Given exercise 1:
Summarize the page on testing embedding search in two sentences.

Selected extract:

Step 2 - Test Embedding Search
Verify your embedding model produces good similarity scores before deployment
Step 2: Test Embedding Search
Purpose
Before deploying your RAG system, verify that your chosen embedding model produces good similarity scores for your typical queries. This testing step is critical because:
- Catches poor configurations early before users experience bad results
- Validates embedding model choice for your specific content domain
- Provides baseline metrics for future benchmarking
- Prevents costly rework after deployment
Entry Point: Document Processing tab → "Test Embedding Search" button
Prerequisites: Documents must be processed (Step 1 complete)
Expected Outcome: Confirmed similarity scores are acceptable (0.7+)
Accessing Embedding Search
Location
Navigate to your RAG project and find the Document Processing tab. Click the "Test Embedding Search" button to open the testing interface.
UI Overview
The Embedding Search interface includes:
- Query Input Box - Enter your test queries
- Results Panel - Displays retrieved chunks with similarity scores
- Score Indicator - Visual representation of score quality
- Document Filter - Optional filter by specific documents
How Embedding Search Works
User enters query → System converts to vector → Searches chunks → Returns similarity scores
- Your query is converted to a vector using the selected embedding model
- The system searches all processed chunks for similar vectors
- Results are ranked by similarity score (0.0 to 1.0)

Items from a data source
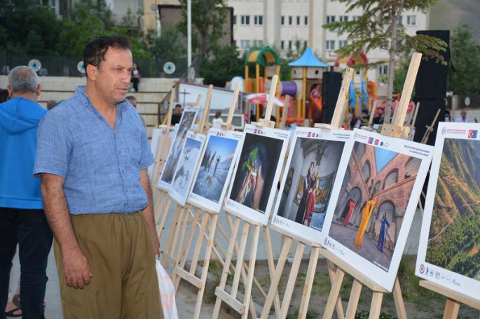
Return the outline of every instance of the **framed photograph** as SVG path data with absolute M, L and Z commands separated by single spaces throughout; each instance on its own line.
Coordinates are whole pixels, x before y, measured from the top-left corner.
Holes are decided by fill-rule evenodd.
M 296 128 L 272 225 L 307 242 L 322 241 L 327 208 L 339 191 L 334 181 L 342 160 L 347 162 L 344 150 L 351 149 L 352 136 L 350 131 Z
M 480 124 L 440 122 L 415 274 L 480 300 Z
M 188 201 L 219 213 L 224 204 L 243 132 L 210 129 Z
M 245 133 L 225 210 L 267 225 L 290 133 L 250 125 Z
M 153 129 L 151 132 L 151 141 L 150 141 L 150 149 L 151 150 L 151 153 L 157 158 L 157 153 L 158 153 L 158 145 L 163 136 L 163 129 Z M 153 163 L 149 166 L 147 172 L 149 173 L 149 178 L 150 180 L 153 179 L 153 171 L 155 170 L 155 164 Z
M 354 131 L 323 229 L 327 249 L 391 291 L 420 198 L 432 146 Z
M 185 205 L 205 141 L 205 136 L 200 133 L 188 131 L 186 134 L 169 192 L 170 197 L 181 206 Z
M 168 157 L 163 166 L 162 173 L 158 178 L 158 187 L 163 190 L 168 190 L 170 188 L 173 175 L 177 169 L 177 165 L 180 160 L 180 153 L 185 144 L 186 134 L 193 125 L 195 118 L 198 112 L 198 106 L 185 106 L 185 109 L 181 114 L 180 122 L 176 129 L 177 134 L 170 146 L 168 152 Z

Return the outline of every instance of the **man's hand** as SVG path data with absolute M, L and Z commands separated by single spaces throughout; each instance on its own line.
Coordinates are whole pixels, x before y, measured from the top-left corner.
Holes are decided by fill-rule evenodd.
M 83 289 L 92 277 L 88 260 L 80 249 L 62 254 L 67 285 L 75 289 Z

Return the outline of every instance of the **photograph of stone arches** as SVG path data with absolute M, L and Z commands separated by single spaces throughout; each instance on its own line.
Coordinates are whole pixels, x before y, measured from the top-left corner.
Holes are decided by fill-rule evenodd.
M 345 142 L 298 138 L 277 215 L 322 231 Z
M 329 236 L 388 271 L 421 162 L 356 141 Z

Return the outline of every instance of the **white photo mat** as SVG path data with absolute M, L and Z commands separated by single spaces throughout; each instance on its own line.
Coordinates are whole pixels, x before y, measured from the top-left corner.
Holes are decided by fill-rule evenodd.
M 331 199 L 320 243 L 392 291 L 433 148 L 358 129 L 354 141 L 348 165 L 338 169 L 340 197 Z M 349 199 L 357 203 L 355 216 L 347 213 Z
M 415 274 L 422 279 L 437 283 L 476 300 L 480 300 L 480 264 L 472 260 L 478 260 L 476 256 L 480 248 L 480 241 L 472 243 L 469 241 L 474 240 L 472 236 L 467 236 L 467 242 L 465 243 L 463 249 L 460 249 L 456 246 L 458 243 L 446 242 L 447 239 L 444 241 L 442 235 L 450 235 L 448 237 L 455 240 L 465 236 L 467 229 L 462 231 L 460 224 L 465 218 L 468 219 L 469 230 L 478 235 L 478 231 L 475 229 L 480 227 L 480 204 L 478 203 L 478 195 L 474 194 L 474 190 L 478 192 L 480 179 L 478 176 L 475 178 L 471 174 L 474 173 L 473 171 L 479 169 L 480 163 L 479 132 L 480 124 L 439 123 L 415 270 Z M 452 150 L 455 150 L 458 153 L 453 153 Z M 462 150 L 467 150 L 469 157 L 471 157 L 466 160 L 458 158 L 458 155 L 462 155 L 460 153 Z M 456 164 L 455 160 L 458 161 Z M 455 166 L 460 165 L 462 166 L 461 169 L 463 171 L 457 171 L 455 169 Z M 471 183 L 467 183 L 466 180 L 469 176 L 474 178 L 473 181 L 469 180 Z M 472 182 L 477 185 L 472 185 Z M 459 185 L 459 183 L 462 184 Z M 464 185 L 462 194 L 455 195 L 456 199 L 454 199 L 452 194 L 456 192 L 455 188 L 461 187 L 462 185 Z M 462 211 L 460 211 L 458 205 L 460 202 Z M 433 225 L 432 218 L 435 218 Z M 432 227 L 436 229 L 432 229 Z M 454 227 L 455 229 L 453 229 Z M 454 230 L 458 236 L 451 236 L 449 234 L 451 230 Z M 431 239 L 432 236 L 433 238 Z M 454 255 L 451 255 L 451 253 L 453 253 L 452 249 L 449 249 L 449 247 L 451 248 L 451 245 L 455 245 Z M 430 255 L 427 256 L 429 250 Z M 442 267 L 443 264 L 442 264 L 437 260 L 439 253 L 443 255 L 440 259 L 446 259 L 444 263 L 446 264 L 446 268 L 451 269 L 446 269 Z M 468 264 L 462 264 L 460 258 L 464 262 L 465 259 L 469 260 L 469 264 L 472 265 L 473 262 L 476 269 L 465 269 L 465 266 L 468 266 Z M 464 269 L 462 271 L 463 274 L 460 271 L 453 271 L 458 269 L 458 267 Z M 467 274 L 466 271 L 474 272 L 476 274 L 470 277 L 465 276 Z
M 176 125 L 175 136 L 170 144 L 168 156 L 165 165 L 163 165 L 160 178 L 158 178 L 158 186 L 163 190 L 167 191 L 170 188 L 170 184 L 178 164 L 180 152 L 181 152 L 185 143 L 187 132 L 193 125 L 198 112 L 198 106 L 185 106 L 185 109 L 181 113 L 180 122 Z
M 188 202 L 208 211 L 220 212 L 244 136 L 243 132 L 210 129 Z
M 290 132 L 247 125 L 245 133 L 224 209 L 244 220 L 266 225 Z
M 196 174 L 198 160 L 205 141 L 205 136 L 200 133 L 188 131 L 186 134 L 186 140 L 181 150 L 180 160 L 177 165 L 169 191 L 170 197 L 181 206 L 185 205 L 192 180 Z
M 342 181 L 338 180 L 338 169 L 348 164 L 348 154 L 345 150 L 352 149 L 353 132 L 297 127 L 292 136 L 292 142 L 285 170 L 283 172 L 283 178 L 280 182 L 280 189 L 275 206 L 272 225 L 282 229 L 287 234 L 303 238 L 307 242 L 313 241 L 320 243 L 322 239 L 321 231 L 323 218 L 327 214 L 331 199 L 338 196 Z M 315 147 L 314 143 L 318 143 L 319 146 L 313 150 L 312 148 Z M 306 148 L 305 150 L 302 145 L 303 148 Z M 334 148 L 334 150 L 332 149 Z M 306 151 L 310 151 L 306 157 L 304 155 Z M 317 158 L 320 156 L 319 153 L 322 152 L 325 153 L 323 153 L 322 158 Z M 299 160 L 294 160 L 294 156 L 299 157 Z M 308 160 L 306 160 L 307 157 Z M 320 163 L 318 162 L 319 160 Z M 324 163 L 324 161 L 327 162 Z M 324 185 L 324 190 L 327 191 L 327 194 L 324 195 L 327 197 L 326 203 L 319 210 L 321 212 L 312 212 L 311 222 L 309 226 L 307 226 L 296 221 L 296 218 L 292 216 L 292 212 L 298 211 L 301 207 L 303 196 L 302 199 L 298 197 L 299 194 L 305 194 L 305 190 L 303 189 L 302 185 L 305 180 L 308 178 L 308 170 L 311 162 L 314 163 L 313 175 L 317 174 L 320 180 L 319 181 L 321 183 L 322 178 L 328 176 L 329 182 L 328 182 L 329 185 Z M 319 185 L 318 191 L 322 190 L 322 185 Z M 299 192 L 301 188 L 302 190 Z M 298 213 L 297 212 L 296 214 Z M 317 225 L 315 225 L 316 218 L 321 219 Z

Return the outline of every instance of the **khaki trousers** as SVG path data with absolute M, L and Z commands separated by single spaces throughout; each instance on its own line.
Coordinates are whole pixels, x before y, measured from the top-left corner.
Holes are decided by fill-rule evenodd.
M 65 319 L 163 319 L 151 234 L 142 212 L 71 215 L 92 277 L 83 289 L 65 283 L 54 250 Z

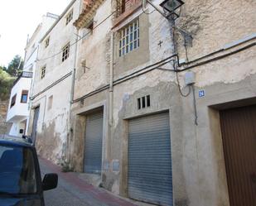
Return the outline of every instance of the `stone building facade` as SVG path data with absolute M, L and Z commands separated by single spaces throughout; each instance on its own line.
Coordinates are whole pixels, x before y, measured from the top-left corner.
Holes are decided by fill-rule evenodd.
M 73 22 L 80 1 L 71 1 L 40 41 L 31 96 L 29 134 L 38 153 L 56 163 L 65 160 L 72 72 L 77 40 Z
M 6 122 L 6 117 L 8 110 L 8 100 L 0 99 L 0 135 L 7 134 L 10 129 L 10 124 Z
M 69 160 L 76 171 L 99 175 L 107 189 L 139 201 L 234 205 L 233 156 L 224 155 L 220 122 L 226 109 L 254 103 L 256 5 L 184 2 L 174 23 L 141 2 L 85 1 L 75 22 L 84 37 Z M 162 9 L 162 1 L 152 2 Z
M 254 205 L 255 2 L 186 0 L 175 21 L 162 1 L 81 2 L 66 65 L 44 60 L 75 38 L 66 16 L 40 51 L 39 152 L 142 202 Z

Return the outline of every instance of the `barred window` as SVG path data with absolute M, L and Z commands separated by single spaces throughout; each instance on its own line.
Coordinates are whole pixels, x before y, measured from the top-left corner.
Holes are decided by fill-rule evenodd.
M 69 58 L 70 55 L 70 43 L 62 48 L 62 62 Z
M 16 103 L 16 97 L 17 97 L 17 94 L 15 94 L 15 95 L 12 98 L 11 108 L 12 108 L 12 107 L 15 105 L 15 103 Z
M 46 48 L 50 44 L 50 36 L 45 41 L 45 48 Z
M 41 68 L 41 79 L 44 79 L 46 76 L 46 66 L 43 66 L 42 68 Z
M 68 25 L 69 22 L 71 22 L 73 18 L 73 9 L 68 13 L 68 15 L 65 17 L 65 25 Z
M 28 90 L 22 90 L 21 103 L 27 103 L 27 95 L 28 95 Z
M 120 31 L 119 56 L 123 56 L 139 47 L 138 19 Z

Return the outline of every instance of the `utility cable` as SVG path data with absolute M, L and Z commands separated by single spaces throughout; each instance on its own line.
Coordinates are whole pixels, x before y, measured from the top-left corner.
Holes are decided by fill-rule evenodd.
M 99 24 L 97 24 L 94 28 L 92 28 L 89 31 L 88 31 L 86 34 L 85 34 L 83 36 L 81 36 L 80 39 L 78 39 L 77 41 L 75 41 L 74 43 L 70 45 L 70 48 L 71 46 L 73 46 L 74 45 L 75 45 L 78 41 L 80 41 L 80 40 L 82 40 L 83 38 L 85 38 L 86 36 L 88 36 L 89 34 L 91 33 L 92 31 L 95 30 L 96 28 L 98 28 L 101 24 L 103 24 L 104 22 L 106 22 L 111 16 L 113 16 L 115 12 L 117 12 L 117 10 L 114 11 L 111 14 L 109 14 L 106 18 L 104 18 L 102 22 L 100 22 Z M 60 54 L 62 53 L 62 50 L 57 52 L 56 54 L 51 55 L 49 57 L 44 58 L 44 59 L 41 59 L 41 60 L 37 60 L 37 61 L 42 61 L 42 60 L 46 60 L 49 59 L 51 59 Z

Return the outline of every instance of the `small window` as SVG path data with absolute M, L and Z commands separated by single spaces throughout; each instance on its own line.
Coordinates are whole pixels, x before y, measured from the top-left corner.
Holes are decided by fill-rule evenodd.
M 52 108 L 52 102 L 53 102 L 53 96 L 51 95 L 51 97 L 48 98 L 48 110 L 51 109 Z
M 62 62 L 69 58 L 70 55 L 70 43 L 62 48 Z
M 94 20 L 88 25 L 87 29 L 89 29 L 91 31 L 94 30 Z
M 65 17 L 65 25 L 68 25 L 69 22 L 71 22 L 73 18 L 73 9 L 68 13 L 68 15 Z
M 134 21 L 119 31 L 119 56 L 139 47 L 139 22 Z
M 45 41 L 45 48 L 47 48 L 50 44 L 50 36 Z
M 146 108 L 150 107 L 150 95 L 138 98 L 138 109 Z
M 46 76 L 46 66 L 43 66 L 42 68 L 41 68 L 41 79 L 44 79 Z
M 28 90 L 22 90 L 21 103 L 27 103 L 27 96 L 28 96 Z
M 12 108 L 12 107 L 15 105 L 15 103 L 16 103 L 16 97 L 17 97 L 17 94 L 15 94 L 15 95 L 12 98 L 11 108 Z

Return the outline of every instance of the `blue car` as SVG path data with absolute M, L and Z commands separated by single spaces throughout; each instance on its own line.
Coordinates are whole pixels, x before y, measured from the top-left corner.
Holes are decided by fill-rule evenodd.
M 0 139 L 0 206 L 45 206 L 43 191 L 57 184 L 56 174 L 41 181 L 36 149 L 27 140 Z

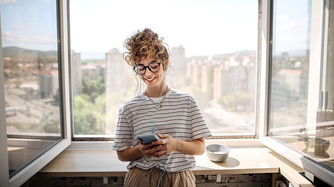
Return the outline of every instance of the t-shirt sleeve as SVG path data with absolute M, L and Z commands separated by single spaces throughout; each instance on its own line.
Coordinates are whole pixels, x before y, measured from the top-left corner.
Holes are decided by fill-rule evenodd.
M 191 140 L 201 138 L 206 138 L 212 136 L 208 128 L 197 103 L 192 98 L 191 102 Z
M 123 114 L 123 110 L 121 110 L 118 115 L 118 121 L 112 149 L 121 151 L 127 147 L 131 147 L 133 139 L 133 135 L 130 125 Z

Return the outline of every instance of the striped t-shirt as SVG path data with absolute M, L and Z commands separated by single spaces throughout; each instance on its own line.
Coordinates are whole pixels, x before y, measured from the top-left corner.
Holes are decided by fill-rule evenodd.
M 113 150 L 122 150 L 135 146 L 139 143 L 137 135 L 152 134 L 153 123 L 149 115 L 155 120 L 156 135 L 167 134 L 186 141 L 212 135 L 197 103 L 190 95 L 171 88 L 166 94 L 161 108 L 157 110 L 155 104 L 143 94 L 124 104 L 120 110 Z M 145 156 L 131 161 L 127 168 L 150 169 L 153 159 L 154 167 L 164 170 L 163 157 L 150 158 Z M 184 171 L 196 166 L 193 155 L 176 151 L 166 154 L 165 159 L 166 170 L 169 172 Z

Given exercise 2:
Please pick out every line of the listing that contains the string "photograph".

Full answer 1:
Before deploying a RAG system, you should verify that your chosen embedding model produces good similarity scores for typical queries, a step that catches poor configurations early and prevents costly rework after deployment. Once documents are processed, the "Test Embedding Search" button on the Document Processing tab opens a tool that converts the query to a vector, searches all processed chunks and ranks results by similarity score from 0.0 to 1.0, with scores of 0.7 or higher counting as acceptable.

Full answer 2:
Return the outline of every instance of the **framed photograph** as SVG path data with absolute M, L and Z commands separated by single spaces throughout; each instance on its own line.
Return the outline of every instance of the **photograph of stone arches** as SVG path data with absolute M, L and Z commands separated by single spaces throughout; each instance on its own line.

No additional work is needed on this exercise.